**EXERCISE REQUIREMENTS**
(a) Answer these questions from the passage on e-health in Ghana:
(i) For which national aggregate platform must all hospital information systems generate monthly summary statistical reports?
(ii) What does the midwife use to access the laboratory results for Early Infant Diagnosis?
(iii) What does the adolescent health programme use to reach adolescents with health programmes?
(b) Reproduce the passage on e-health in Ghana word for word from "In ensuring adequate" to "aggregate platform DHIMS2.".

**SOURCE PASSAGE**
*-*-*
In ensuring adequate and skilled human resource capacity, the Health Sector in Ghana has a training school that trains health information officers placed in the facilities and at district level. They are crucial in the deployment of E-Health solutions in the country, are comparatively younger, easy to train and can adapt and adopt new E-health interventions.

Facility based- clinical care services

To support clinical service delivery in Ghana, hospital information systems (HIS) development and deployment has been pursued. Using the model of public private partnerships, vendors have been engaged to provide solutions for Hospitals. All these HIS are required to generate monthly summary statistical reports for the national aggregate platform DHIMS2.

Digital X-rays and automated laboratory analysers are available in key hospitals. The X-rays and laboratory results are sent to a remote site for a specialist to read and report back to the facility. To improve Early Infant Diagnosis for HIV, Dried Blood Samples (DBS) taken from babies born to HIV positive mothers are sent to the laboratory.  The results from the laboratory are entered into an electronic system and the midwife then uses a mobile device to get access to the results from the laboratory.

Facilitating access to clinical care services and referral

Inequalities in access to care is a real concern in Ghana and the health sector has leverage Telemedicine to facilitate access and improve referral. National Identification of all citizens in Ghana has enabled the use of a unique identification number to track and offer service to clients. The health sector in Ghana has deployed the dhis2 eTracker to help track all registered pregnant women, children, and HIV and TB clients to ensure that they receive scheduled care.  The adolescent health programme uses social media platforms used by the adolescents to reach them with health programmes.
*-*-*
**PROVIDED RECORDS**
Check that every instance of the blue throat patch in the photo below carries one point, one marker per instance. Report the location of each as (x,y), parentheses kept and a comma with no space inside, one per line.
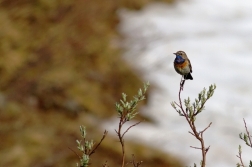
(179,59)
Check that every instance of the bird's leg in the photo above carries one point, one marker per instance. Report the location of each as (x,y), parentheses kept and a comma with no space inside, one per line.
(182,82)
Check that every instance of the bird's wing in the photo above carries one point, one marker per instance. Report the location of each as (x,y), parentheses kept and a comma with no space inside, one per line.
(190,65)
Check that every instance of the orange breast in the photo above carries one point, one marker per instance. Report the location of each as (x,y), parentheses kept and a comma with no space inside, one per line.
(182,65)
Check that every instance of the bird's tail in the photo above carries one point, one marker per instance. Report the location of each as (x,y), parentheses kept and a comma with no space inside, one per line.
(188,76)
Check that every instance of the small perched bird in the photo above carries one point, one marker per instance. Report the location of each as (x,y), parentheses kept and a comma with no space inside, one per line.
(182,65)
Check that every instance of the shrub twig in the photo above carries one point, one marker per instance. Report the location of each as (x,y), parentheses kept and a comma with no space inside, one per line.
(127,111)
(191,111)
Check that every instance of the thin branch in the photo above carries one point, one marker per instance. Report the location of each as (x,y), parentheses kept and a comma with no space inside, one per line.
(131,127)
(191,133)
(247,132)
(201,132)
(239,156)
(74,152)
(196,147)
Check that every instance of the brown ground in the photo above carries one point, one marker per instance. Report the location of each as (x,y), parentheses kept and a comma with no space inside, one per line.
(59,70)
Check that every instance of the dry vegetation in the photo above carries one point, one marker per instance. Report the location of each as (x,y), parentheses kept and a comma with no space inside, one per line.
(59,69)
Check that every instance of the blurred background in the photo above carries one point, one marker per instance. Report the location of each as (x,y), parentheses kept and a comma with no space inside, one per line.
(217,37)
(61,67)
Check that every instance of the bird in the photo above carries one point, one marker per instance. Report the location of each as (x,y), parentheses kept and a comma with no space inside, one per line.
(183,65)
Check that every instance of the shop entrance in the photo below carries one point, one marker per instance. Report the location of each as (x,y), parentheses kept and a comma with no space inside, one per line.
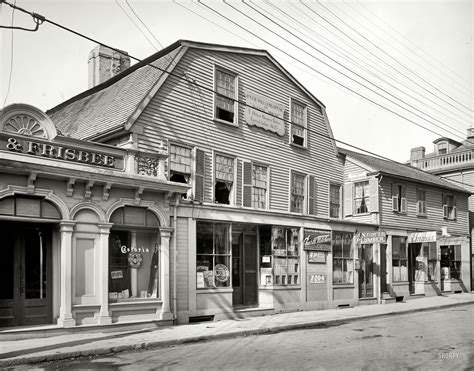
(244,269)
(25,274)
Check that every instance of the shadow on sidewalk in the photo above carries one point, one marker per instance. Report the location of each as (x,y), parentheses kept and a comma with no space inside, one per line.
(23,352)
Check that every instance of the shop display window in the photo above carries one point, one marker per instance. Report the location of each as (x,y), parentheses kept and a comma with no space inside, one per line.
(343,258)
(134,246)
(285,247)
(399,259)
(451,262)
(213,255)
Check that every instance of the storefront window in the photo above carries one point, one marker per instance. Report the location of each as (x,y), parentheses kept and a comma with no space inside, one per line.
(399,259)
(451,262)
(133,255)
(285,247)
(343,258)
(213,255)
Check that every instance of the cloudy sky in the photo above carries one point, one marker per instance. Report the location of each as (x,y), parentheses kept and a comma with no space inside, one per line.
(393,74)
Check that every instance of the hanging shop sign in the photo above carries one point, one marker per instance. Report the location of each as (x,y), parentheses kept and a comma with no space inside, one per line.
(264,113)
(317,240)
(61,151)
(421,237)
(370,237)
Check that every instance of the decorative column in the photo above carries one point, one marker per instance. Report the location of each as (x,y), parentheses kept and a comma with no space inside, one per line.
(165,234)
(104,315)
(65,310)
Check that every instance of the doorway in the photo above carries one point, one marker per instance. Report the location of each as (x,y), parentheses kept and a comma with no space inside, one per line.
(244,269)
(25,274)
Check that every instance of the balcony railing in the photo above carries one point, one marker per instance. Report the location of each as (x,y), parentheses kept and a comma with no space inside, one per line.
(445,161)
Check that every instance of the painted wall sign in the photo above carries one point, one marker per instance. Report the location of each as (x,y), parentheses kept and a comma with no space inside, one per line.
(422,237)
(317,257)
(317,240)
(370,237)
(61,152)
(254,116)
(317,278)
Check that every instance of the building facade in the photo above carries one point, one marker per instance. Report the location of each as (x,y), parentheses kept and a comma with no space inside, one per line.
(454,161)
(424,246)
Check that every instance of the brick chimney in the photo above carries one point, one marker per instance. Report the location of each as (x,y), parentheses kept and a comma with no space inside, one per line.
(105,63)
(417,153)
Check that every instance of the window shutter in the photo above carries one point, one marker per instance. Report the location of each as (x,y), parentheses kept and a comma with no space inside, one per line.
(374,195)
(311,195)
(348,199)
(247,184)
(199,175)
(394,203)
(239,183)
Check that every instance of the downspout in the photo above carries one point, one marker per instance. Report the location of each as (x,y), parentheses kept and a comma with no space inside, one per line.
(175,256)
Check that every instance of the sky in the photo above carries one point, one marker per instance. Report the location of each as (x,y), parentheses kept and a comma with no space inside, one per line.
(406,68)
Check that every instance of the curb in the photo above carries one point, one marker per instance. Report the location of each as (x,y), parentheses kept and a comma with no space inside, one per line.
(196,339)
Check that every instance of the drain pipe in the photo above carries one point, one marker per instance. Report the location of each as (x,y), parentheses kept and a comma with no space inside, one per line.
(175,256)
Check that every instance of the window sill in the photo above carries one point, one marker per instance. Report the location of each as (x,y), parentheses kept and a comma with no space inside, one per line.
(220,121)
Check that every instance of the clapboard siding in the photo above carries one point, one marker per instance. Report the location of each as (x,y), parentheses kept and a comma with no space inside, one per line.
(182,266)
(434,208)
(183,112)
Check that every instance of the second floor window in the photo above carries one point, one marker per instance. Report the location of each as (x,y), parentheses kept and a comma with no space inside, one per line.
(224,180)
(335,201)
(399,198)
(449,207)
(361,197)
(297,193)
(298,124)
(421,202)
(225,95)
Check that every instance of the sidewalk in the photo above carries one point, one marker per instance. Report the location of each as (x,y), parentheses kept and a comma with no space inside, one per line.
(114,339)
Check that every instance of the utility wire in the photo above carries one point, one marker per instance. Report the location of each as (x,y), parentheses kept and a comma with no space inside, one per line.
(136,25)
(343,73)
(360,76)
(425,61)
(144,25)
(398,63)
(415,48)
(350,58)
(11,59)
(210,89)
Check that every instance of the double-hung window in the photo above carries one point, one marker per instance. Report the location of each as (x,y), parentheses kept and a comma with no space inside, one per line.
(399,198)
(449,207)
(297,193)
(225,96)
(361,197)
(421,202)
(334,201)
(255,185)
(299,123)
(224,180)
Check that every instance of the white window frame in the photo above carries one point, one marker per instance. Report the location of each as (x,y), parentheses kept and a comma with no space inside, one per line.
(235,121)
(446,208)
(305,192)
(340,199)
(305,118)
(399,203)
(232,194)
(421,204)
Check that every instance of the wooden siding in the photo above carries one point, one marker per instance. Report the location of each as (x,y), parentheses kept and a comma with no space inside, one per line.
(183,112)
(182,289)
(434,209)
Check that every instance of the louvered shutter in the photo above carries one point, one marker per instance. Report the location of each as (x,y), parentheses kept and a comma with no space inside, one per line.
(311,195)
(374,195)
(247,184)
(348,199)
(200,162)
*-*-*
**ANSWERS BELOW**
(a)
(i) DHIMS2
(ii) A mobile device
(iii) Social media platforms used by the adolescents

(b)
In ensuring adequate and skilled human resource capacity, the Health Sector in Ghana has a training school that trains health information officers placed in the facilities and at district level. They are crucial in the deployment of E-Health solutions in the country, are comparatively younger, easy to train and can adapt and adopt new E-health interventions.

Facility based- clinical care services

To support clinical service delivery in Ghana, hospital information systems (HIS) development and deployment has been pursued. Using the model of public private partnerships, vendors have been engaged to provide solutions for Hospitals. All these HIS are required to generate monthly summary statistical reports for the national aggregate platform DHIMS2.